§ SUPPLIED MATERIAL
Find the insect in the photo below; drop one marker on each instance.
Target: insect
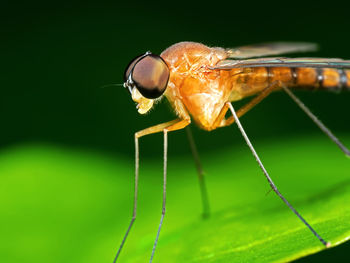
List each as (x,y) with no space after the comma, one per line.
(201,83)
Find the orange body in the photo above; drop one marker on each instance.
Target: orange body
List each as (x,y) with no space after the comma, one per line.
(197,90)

...

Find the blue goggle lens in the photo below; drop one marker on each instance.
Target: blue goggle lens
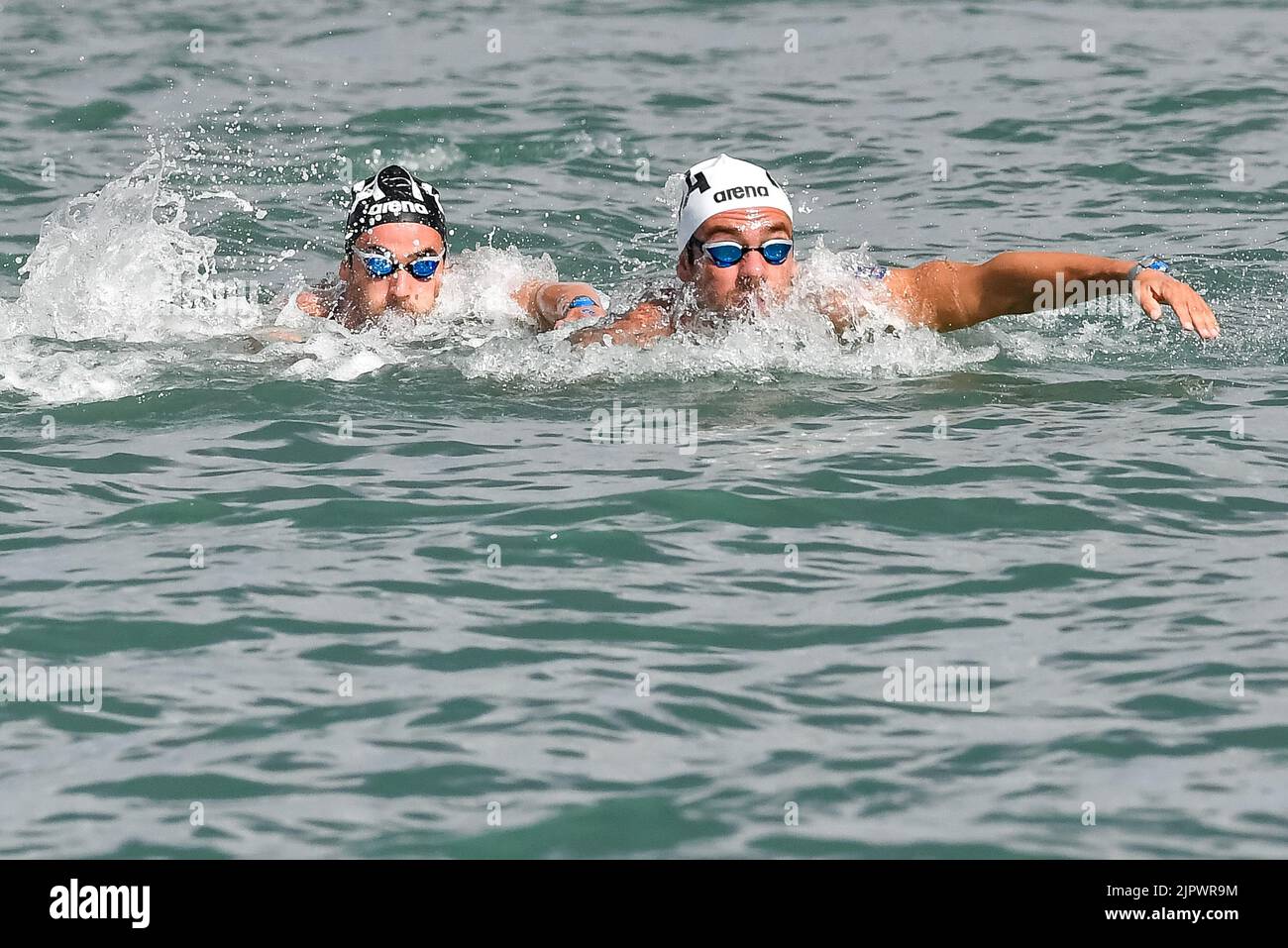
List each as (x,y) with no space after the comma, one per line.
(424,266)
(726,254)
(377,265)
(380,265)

§ WHAT TO PRODUCE
Note every line of the entries in which "instance" appears, and copy it down.

§ ANSWER
Find the insect in the photo below; drop one marker on each instance.
Find the orange body in the photo above; drop one marker on each instance.
Find the blue goggle lens in the photo below; drop one marker on each instance.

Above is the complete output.